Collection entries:
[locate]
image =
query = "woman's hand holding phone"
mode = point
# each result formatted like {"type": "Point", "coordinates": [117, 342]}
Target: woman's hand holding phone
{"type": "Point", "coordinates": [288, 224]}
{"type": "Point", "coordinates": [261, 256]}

#### TASK REQUIREMENTS
Swap "holding" for "gripping" everywhere in the lines above and write them out again, leaving everything else unchanged.

#### OUTPUT
[locate]
image =
query = "woman's hand gripping phone"
mode = point
# each result formatted like {"type": "Point", "coordinates": [117, 342]}
Target: woman's hand gripping phone
{"type": "Point", "coordinates": [288, 224]}
{"type": "Point", "coordinates": [261, 256]}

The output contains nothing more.